*EXERCISE BRIEF:*
Restate the data word for word and leave the images out.
◆ ◆ ◆ ◆
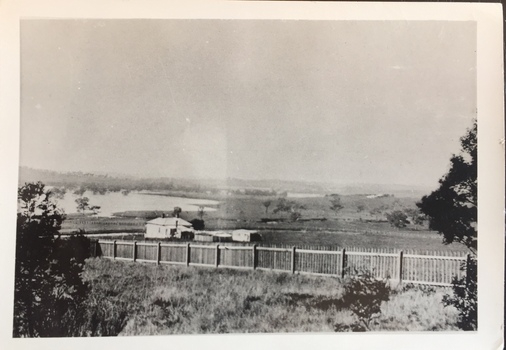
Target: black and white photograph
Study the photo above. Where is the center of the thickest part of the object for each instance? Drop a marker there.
(231, 175)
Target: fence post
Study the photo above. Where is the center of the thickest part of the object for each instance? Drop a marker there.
(400, 266)
(217, 257)
(255, 258)
(158, 249)
(293, 260)
(468, 275)
(343, 262)
(187, 254)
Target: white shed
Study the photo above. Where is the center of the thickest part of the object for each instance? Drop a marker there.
(167, 228)
(245, 236)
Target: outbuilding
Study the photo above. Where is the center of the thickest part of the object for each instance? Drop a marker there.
(246, 236)
(168, 228)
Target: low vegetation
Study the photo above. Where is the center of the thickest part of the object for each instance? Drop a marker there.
(143, 299)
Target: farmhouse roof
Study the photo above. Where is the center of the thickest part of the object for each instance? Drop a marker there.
(170, 222)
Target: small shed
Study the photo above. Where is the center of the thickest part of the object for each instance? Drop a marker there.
(168, 228)
(212, 236)
(246, 236)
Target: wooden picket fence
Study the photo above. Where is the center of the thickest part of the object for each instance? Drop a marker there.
(402, 266)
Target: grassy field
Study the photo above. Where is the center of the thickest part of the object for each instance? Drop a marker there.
(361, 223)
(143, 299)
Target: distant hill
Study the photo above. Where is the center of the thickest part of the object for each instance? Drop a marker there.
(262, 187)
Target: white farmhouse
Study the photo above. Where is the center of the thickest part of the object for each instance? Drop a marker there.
(167, 228)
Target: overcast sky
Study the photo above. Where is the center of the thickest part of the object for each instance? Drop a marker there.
(340, 101)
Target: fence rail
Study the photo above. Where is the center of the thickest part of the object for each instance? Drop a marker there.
(412, 267)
◆ ◆ ◆ ◆
*RESULT OF THIS TASK:*
Target: black and white photograph
Study the photo above. Where is the center of the thickest part of the object for each instance? Drop a marker there.
(231, 175)
Target: fence post
Study the photo above. Where is the center of the thickest part of the object for each instance? Drop a marker there.
(400, 266)
(217, 257)
(255, 258)
(158, 249)
(293, 260)
(468, 275)
(343, 262)
(187, 254)
Target: white shed
Study the photo above. Where is the center of the thickest part of the object for each instance? Drop a marker there.
(167, 228)
(245, 236)
Target: outbuilding
Study the photo above. Where is the center of the thickest part of the object for each instance? Drop a marker there.
(246, 236)
(168, 228)
Target: low vegetation
Study the photo above. Where is the center of the thickest part of the object for each instance? Drop a marker there.
(143, 299)
Target: farmhouse roof
Study the photo above. Where is the center of the thickest part of the object for each instance? Drop a marker there.
(170, 222)
Target: small shed
Study the photo above. Where is the center of the thickest part of the object for each instance? Drop a marker there.
(168, 228)
(212, 236)
(246, 236)
Target: wooden picket fence
Study the photo above. Where is the center of the thickest part of the object for each instance? Drop a marker there.
(402, 266)
Target: grassy field
Study the photo above. Where is the center of the thickest part of the object for each instance? Drop a marker there.
(361, 223)
(143, 299)
Target: distant hill
Study the photo above. Where is the center of the thickest part of the object for each instance? Drop a marker there.
(262, 187)
Target: white farmhouse
Study the photo above. Where is the center of the thickest part of the object for each instance? Drop a marker there.
(167, 228)
Target: overcast sky
Study the photo above. Where is the center of the thickest part of the object for each instance? Drop a marker there.
(340, 101)
Target: fence rail
Study the photo above. Where is the center of the thickest part of the object for each instance? Drop a marker there.
(412, 267)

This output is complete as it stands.